*DOCUMENT EXCERPT*.
..............................

Journal Club - Tranexamic Acid in Trauma

 
https://www.maimonidesem.org/blog/txa-in-trauma

https://www.maimonidesem.org/blog/txa-in-trauma

Background

Tranexamic acid (TXA), a lysine-derived synthetic agent, works by blocking the activation of plasminogen, thereby inhibiting fibrinolysis and stabilizing clots that have formed.[1]

The use of TXA in the care of the traumatically injured patient has become prevalent since the publication of the MATTERs and CRASH-2 studies which demonstrated significant mortality benefits in trauma patients who received early TXA after admission.[2][3]  If earlier treatment with TXA is better, would there be benefit in its administration in the prehospital setting? If so, could this be done safely?  These questions are asked in the first paper that we reviewed.

It has not been until recently that the use of TXA in traumatic brain injury (TBI) has been studied.  We know that severe TBI is a leading cause of trauma-related mortality and disability worldwide.[4]  We also know that severe TBI is commonly associated with the development of intracranial hemorrhage where the presence and volume of blood are associated with increased mortality and poor outcomes.[5]  One would then surmise that the use of TXA in patients with TBI would prevent the progression to severe TBI and subsequent morbidity and mortality.  We review two articles which address this very question.

..............................

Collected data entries
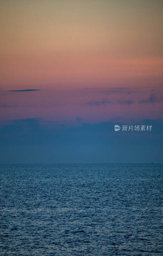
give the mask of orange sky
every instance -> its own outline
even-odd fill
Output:
[[[0,90],[162,84],[163,2],[1,1]]]

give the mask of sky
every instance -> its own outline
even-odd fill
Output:
[[[0,5],[0,164],[162,163],[162,0]]]

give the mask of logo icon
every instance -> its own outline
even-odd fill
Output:
[[[114,126],[114,131],[115,131],[116,132],[117,132],[118,131],[119,131],[120,129],[121,129],[121,127],[119,125],[118,125],[117,124],[116,124]]]

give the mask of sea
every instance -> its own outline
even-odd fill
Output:
[[[163,165],[1,164],[1,256],[163,255]]]

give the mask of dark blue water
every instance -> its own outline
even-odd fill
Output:
[[[1,255],[162,255],[163,165],[1,165]]]

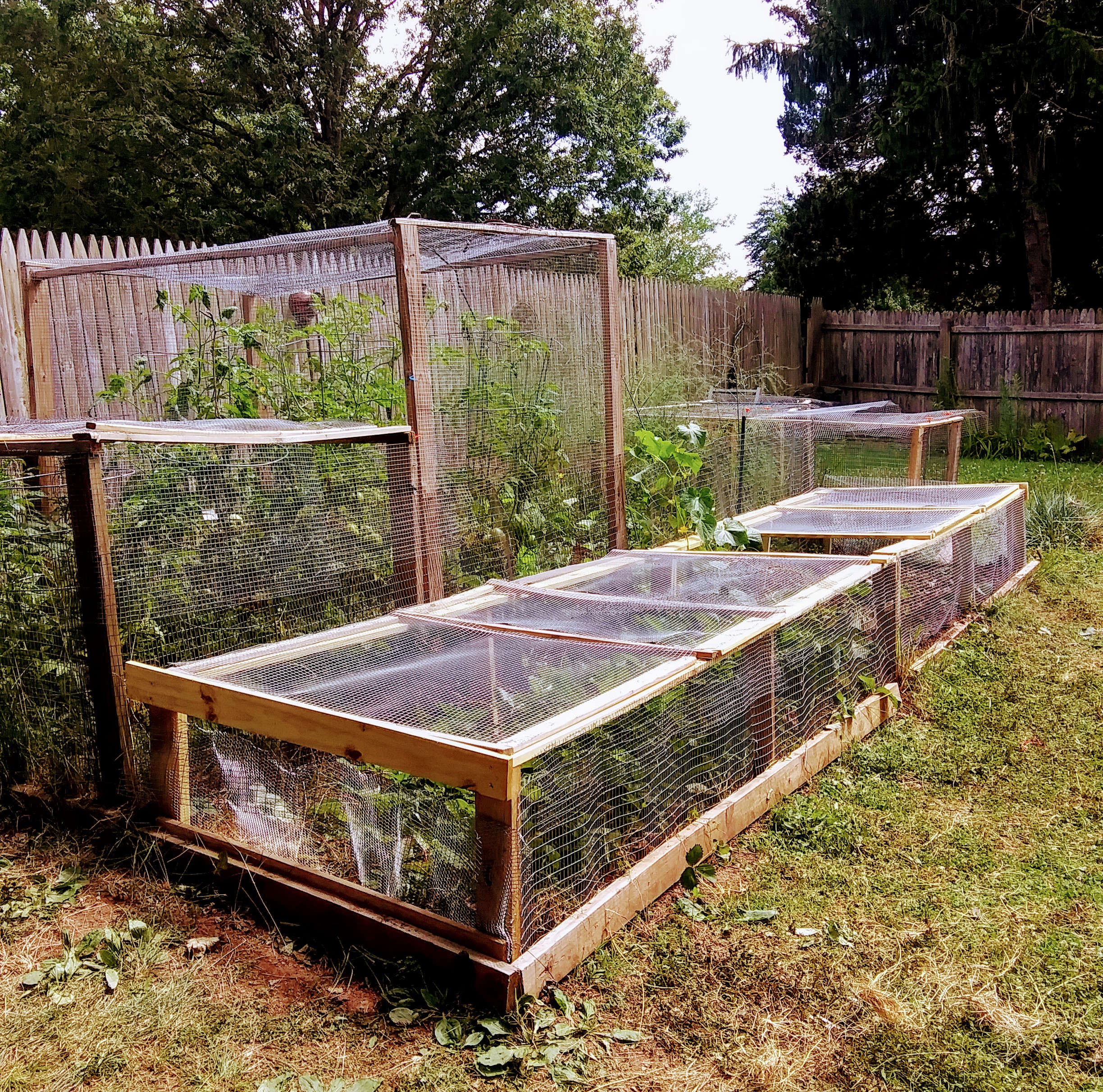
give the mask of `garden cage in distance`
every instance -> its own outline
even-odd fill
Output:
[[[523,961],[825,729],[839,693],[892,677],[892,563],[606,560],[168,670],[129,664],[160,726],[165,828]]]
[[[695,365],[683,372],[696,375]],[[681,373],[679,373],[681,374]],[[759,390],[713,388],[702,397],[683,376],[682,400],[645,403],[629,392],[629,439],[633,430],[672,437],[678,431],[702,467],[697,484],[710,491],[718,516],[737,515],[795,496],[817,485],[903,485],[956,481],[962,428],[975,410],[904,414],[891,402],[829,406]],[[699,382],[698,382],[699,386]],[[658,388],[666,394],[666,387]],[[630,456],[635,456],[633,449]],[[645,524],[649,482],[667,468],[630,458],[629,521]],[[639,475],[639,485],[633,484]],[[633,503],[634,502],[634,503]],[[670,535],[668,537],[674,537]],[[644,543],[661,545],[652,535]]]
[[[426,598],[627,544],[612,236],[404,218],[25,276],[36,417],[408,425]]]
[[[193,659],[417,602],[409,439],[349,421],[0,428],[4,781],[140,789],[126,659]]]
[[[820,539],[897,558],[901,664],[1026,564],[1026,486],[1016,483],[817,489],[743,520],[767,548]]]

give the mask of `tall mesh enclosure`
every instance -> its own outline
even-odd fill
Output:
[[[143,727],[131,722],[121,683],[126,659],[211,655],[374,618],[416,598],[392,549],[401,524],[390,501],[400,514],[411,489],[408,469],[405,480],[399,473],[409,461],[405,432],[388,433],[392,445],[330,442],[378,432],[347,424],[189,421],[170,431],[173,442],[163,427],[129,422],[0,431],[9,451],[54,452],[6,458],[0,483],[0,753],[9,783],[88,791],[97,731],[103,741],[120,727],[143,761]],[[320,435],[326,442],[272,442]],[[89,584],[97,561],[109,588]],[[101,722],[110,717],[95,684],[105,682],[121,690],[110,715],[121,726]]]
[[[641,595],[676,566],[676,598]],[[636,593],[576,590],[610,571]],[[622,552],[554,576],[575,587],[497,582],[176,671],[518,763],[522,946],[892,677],[891,567]],[[478,796],[195,722],[190,746],[194,824],[512,935],[508,892],[479,891]]]
[[[610,236],[395,221],[32,266],[50,413],[408,424],[420,598],[617,540]]]
[[[0,475],[0,775],[81,794],[97,774],[68,505],[36,460]]]

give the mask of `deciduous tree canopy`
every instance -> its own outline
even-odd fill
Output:
[[[892,285],[938,307],[1103,301],[1103,6],[774,11],[795,44],[737,45],[732,72],[780,74],[781,130],[812,170],[756,226],[760,280],[837,307]]]
[[[212,242],[671,213],[684,126],[607,0],[2,0],[0,222]],[[660,184],[656,184],[660,183]]]

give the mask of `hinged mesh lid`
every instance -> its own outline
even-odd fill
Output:
[[[613,550],[598,561],[517,581],[527,587],[553,579],[557,588],[597,596],[682,600],[709,608],[769,610],[852,566],[855,580],[877,566],[863,557],[778,557],[769,554],[689,554]]]
[[[501,743],[656,670],[674,675],[685,660],[654,646],[389,617],[179,670],[357,717]]]
[[[909,538],[934,535],[975,508],[789,508],[751,515],[745,522],[762,535],[842,538]]]
[[[1011,484],[946,484],[877,486],[869,489],[816,489],[801,496],[779,501],[779,508],[962,508],[988,505],[1014,495]]]
[[[522,588],[497,580],[491,582],[485,596],[470,606],[449,607],[446,600],[442,608],[447,617],[456,621],[569,633],[593,640],[660,644],[685,652],[749,618],[770,618],[778,613],[707,604],[693,595],[678,600],[592,596]],[[432,608],[428,610],[431,612]]]

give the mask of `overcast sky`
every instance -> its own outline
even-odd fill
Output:
[[[650,50],[673,39],[662,85],[689,124],[685,153],[668,164],[678,190],[704,189],[716,199],[715,216],[735,222],[719,234],[729,268],[747,272],[739,239],[771,186],[782,193],[803,173],[785,154],[778,131],[781,83],[728,75],[732,42],[780,38],[784,28],[763,0],[639,0]]]

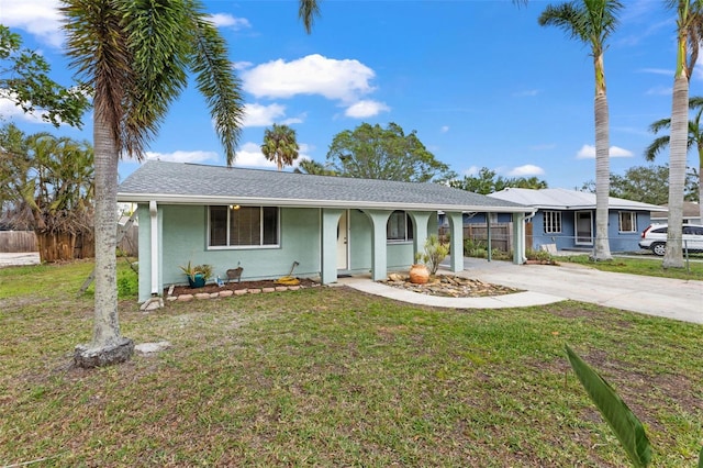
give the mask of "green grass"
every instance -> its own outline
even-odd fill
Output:
[[[657,276],[661,278],[695,279],[703,280],[703,256],[692,255],[684,268],[663,268],[660,257],[631,258],[615,257],[609,261],[591,261],[588,255],[572,255],[566,257],[554,257],[558,263],[569,261],[588,265],[603,271],[624,272],[629,275]]]
[[[90,339],[90,269],[0,269],[0,466],[625,466],[565,343],[643,420],[656,466],[693,466],[703,437],[700,325],[346,288],[152,313],[133,297],[123,334],[172,347],[86,371],[69,363]]]

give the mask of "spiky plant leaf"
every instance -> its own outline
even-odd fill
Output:
[[[603,419],[617,436],[631,461],[646,467],[651,461],[651,447],[641,422],[627,408],[617,392],[571,348],[565,345],[569,363]]]

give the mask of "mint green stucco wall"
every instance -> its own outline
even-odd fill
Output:
[[[150,229],[148,205],[140,205],[140,300],[150,296]],[[290,272],[298,261],[294,275],[320,274],[320,210],[280,209],[280,246],[274,248],[208,248],[208,208],[200,205],[159,205],[163,219],[159,244],[160,288],[183,285],[186,276],[181,265],[210,264],[214,275],[226,278],[228,268],[239,264],[242,279],[278,278]],[[212,278],[214,280],[214,278]],[[161,291],[159,291],[161,292]]]
[[[152,296],[152,222],[148,204],[140,204],[140,301]],[[390,212],[389,212],[390,213]],[[228,268],[241,265],[242,279],[270,279],[288,275],[298,261],[294,275],[316,277],[322,265],[322,214],[317,208],[281,208],[280,246],[274,248],[208,248],[208,207],[158,205],[156,244],[159,248],[157,293],[170,285],[185,285],[181,265],[210,264],[215,276],[226,278]],[[436,232],[436,216],[431,216],[428,234]],[[335,235],[333,233],[333,235]],[[349,211],[349,269],[369,272],[373,265],[373,229],[367,213]],[[414,246],[409,243],[384,243],[389,271],[412,265]],[[214,280],[212,278],[211,280]]]
[[[164,283],[182,283],[179,269],[188,260],[210,264],[214,275],[226,278],[228,268],[241,265],[242,279],[277,278],[290,272],[293,261],[298,276],[320,272],[320,210],[282,208],[280,246],[272,248],[208,248],[208,208],[166,205],[164,211]]]

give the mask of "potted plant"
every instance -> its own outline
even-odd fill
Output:
[[[191,288],[202,288],[212,277],[212,265],[208,264],[192,266],[189,260],[188,265],[181,266],[180,269],[188,277],[188,283]]]
[[[425,252],[415,254],[415,264],[410,268],[410,282],[424,285],[431,275],[437,272],[439,263],[449,255],[449,245],[439,242],[436,235],[431,235],[425,242]]]
[[[424,285],[429,280],[429,269],[422,263],[423,254],[415,254],[415,263],[410,267],[410,282],[413,285]]]

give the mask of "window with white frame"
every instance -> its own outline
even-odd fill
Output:
[[[393,211],[386,225],[386,238],[389,242],[408,242],[413,239],[413,221],[404,211]]]
[[[278,208],[210,207],[210,247],[277,246]]]
[[[561,232],[561,212],[560,211],[545,211],[545,233],[560,233]]]
[[[617,230],[622,233],[637,232],[637,213],[633,211],[621,211]]]

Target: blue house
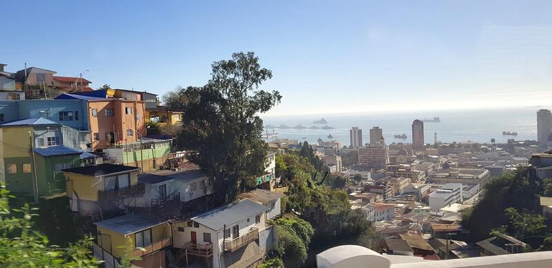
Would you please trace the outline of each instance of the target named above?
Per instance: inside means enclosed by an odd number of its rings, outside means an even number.
[[[90,129],[86,99],[0,100],[0,124],[39,117],[79,130]]]

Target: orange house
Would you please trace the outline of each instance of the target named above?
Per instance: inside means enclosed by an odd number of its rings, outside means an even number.
[[[139,140],[146,133],[146,104],[140,100],[89,99],[92,150]]]

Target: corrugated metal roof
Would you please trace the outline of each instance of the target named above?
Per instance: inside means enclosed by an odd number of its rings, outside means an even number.
[[[83,99],[83,100],[103,99],[103,100],[109,100],[108,99],[106,99],[104,97],[85,96],[85,95],[82,95],[68,94],[68,93],[61,94],[61,95],[56,97],[55,99]]]
[[[88,152],[82,152],[81,153],[81,159],[96,158],[97,157],[97,155]]]
[[[63,145],[56,145],[43,148],[35,148],[34,153],[42,156],[55,156],[65,155],[76,155],[82,152],[72,148],[64,146]]]
[[[155,216],[128,213],[120,217],[94,222],[94,224],[118,233],[128,235],[167,222],[167,220],[160,220]]]
[[[61,125],[61,124],[43,117],[12,120],[0,124],[0,126]]]
[[[221,230],[249,218],[253,218],[268,210],[262,204],[248,199],[233,203],[217,209],[206,212],[193,218],[192,220],[215,231]]]

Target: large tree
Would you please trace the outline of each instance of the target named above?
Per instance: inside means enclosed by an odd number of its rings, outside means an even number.
[[[175,145],[191,152],[190,160],[213,177],[215,196],[233,200],[239,187],[252,186],[262,175],[266,144],[260,138],[259,115],[279,103],[277,90],[259,90],[272,77],[252,52],[213,64],[212,78],[201,87],[179,88],[166,99],[184,112],[184,126]],[[177,102],[168,102],[172,99]]]

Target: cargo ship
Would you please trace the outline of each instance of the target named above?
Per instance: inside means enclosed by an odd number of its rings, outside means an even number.
[[[322,119],[321,119],[319,120],[315,121],[313,123],[314,123],[314,124],[328,124],[328,122],[326,121],[326,119],[324,119],[324,117],[322,117]]]
[[[514,131],[514,132],[502,131],[502,135],[510,135],[510,136],[517,136],[518,135],[518,133],[515,132],[515,131]]]

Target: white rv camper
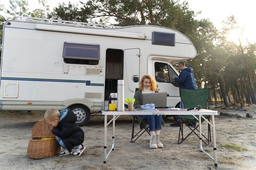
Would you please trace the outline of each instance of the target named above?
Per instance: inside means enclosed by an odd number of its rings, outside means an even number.
[[[132,98],[142,76],[155,72],[167,93],[167,105],[180,99],[172,66],[194,57],[185,35],[160,26],[120,27],[34,18],[7,21],[4,28],[0,110],[69,108],[80,125],[91,113],[107,109],[118,80]],[[177,106],[176,106],[177,107]]]

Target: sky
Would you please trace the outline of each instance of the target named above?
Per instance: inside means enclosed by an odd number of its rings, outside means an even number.
[[[76,4],[80,0],[48,0],[47,4],[52,10],[54,7],[59,3],[67,4],[69,1],[72,4]],[[40,7],[38,0],[27,0],[29,10]],[[256,43],[256,33],[254,30],[256,25],[253,17],[255,16],[256,1],[254,0],[180,0],[188,3],[189,8],[195,12],[202,11],[198,15],[197,19],[209,18],[217,28],[220,30],[221,22],[226,21],[228,17],[233,15],[238,24],[244,29],[244,37],[249,42]],[[0,4],[4,4],[6,9],[9,9],[9,0],[0,0]],[[6,14],[2,12],[4,16]]]

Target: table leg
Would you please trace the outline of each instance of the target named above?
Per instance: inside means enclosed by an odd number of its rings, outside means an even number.
[[[198,118],[198,122],[199,124],[199,140],[200,143],[200,151],[202,151],[203,145],[202,144],[202,125],[201,124],[201,115],[199,115]]]
[[[107,156],[107,115],[105,115],[104,121],[104,152],[103,153],[104,160],[103,163],[106,163]]]
[[[217,151],[216,147],[216,137],[215,136],[215,122],[214,120],[214,115],[212,116],[212,139],[213,142],[213,153],[214,153],[214,164],[217,166]]]
[[[115,126],[116,122],[116,115],[113,115],[113,132],[112,134],[112,150],[114,150],[114,144],[115,144]]]

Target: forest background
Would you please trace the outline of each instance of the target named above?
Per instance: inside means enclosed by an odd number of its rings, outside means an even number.
[[[214,103],[210,104],[221,102],[228,108],[229,103],[242,107],[256,104],[256,44],[245,39],[243,28],[233,15],[223,21],[219,30],[209,19],[196,19],[200,12],[196,13],[187,2],[180,0],[84,0],[59,4],[52,10],[45,0],[38,1],[41,7],[31,10],[25,0],[9,0],[7,10],[0,1],[0,11],[11,16],[0,15],[0,42],[4,22],[17,16],[166,27],[184,34],[195,46],[196,56],[185,61],[186,66],[193,68],[199,88],[209,88]]]

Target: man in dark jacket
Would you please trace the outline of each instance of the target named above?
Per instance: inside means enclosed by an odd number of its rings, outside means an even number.
[[[52,128],[52,132],[56,136],[56,140],[64,149],[60,152],[60,156],[72,153],[80,156],[85,149],[82,144],[84,142],[84,131],[77,125],[76,117],[72,111],[67,109],[59,112],[56,109],[49,109],[45,112],[44,117],[45,123]]]
[[[196,89],[197,87],[195,81],[194,75],[192,73],[193,70],[190,67],[186,67],[185,63],[180,61],[178,64],[179,69],[181,71],[179,78],[175,77],[174,80],[179,84],[180,86],[180,89]],[[184,108],[184,104],[180,102],[180,108]],[[174,117],[175,118],[175,117]],[[171,124],[171,126],[180,127],[180,119],[178,119],[177,121],[174,123]],[[193,123],[194,125],[196,124]]]

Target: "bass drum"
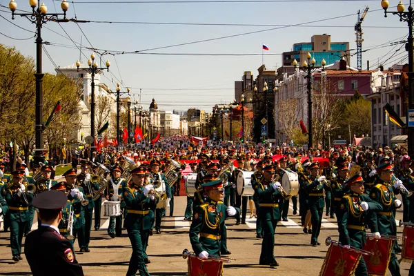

..............................

*WORK ORDER*. According to the journal club text on tranexamic acid in trauma, what mechanism does TXA use to inhibit fibrinolysis? The records were taken from a source separate from the text.

*SOLUTION FOR THIS TASK*. It blocks the activation of plasminogen.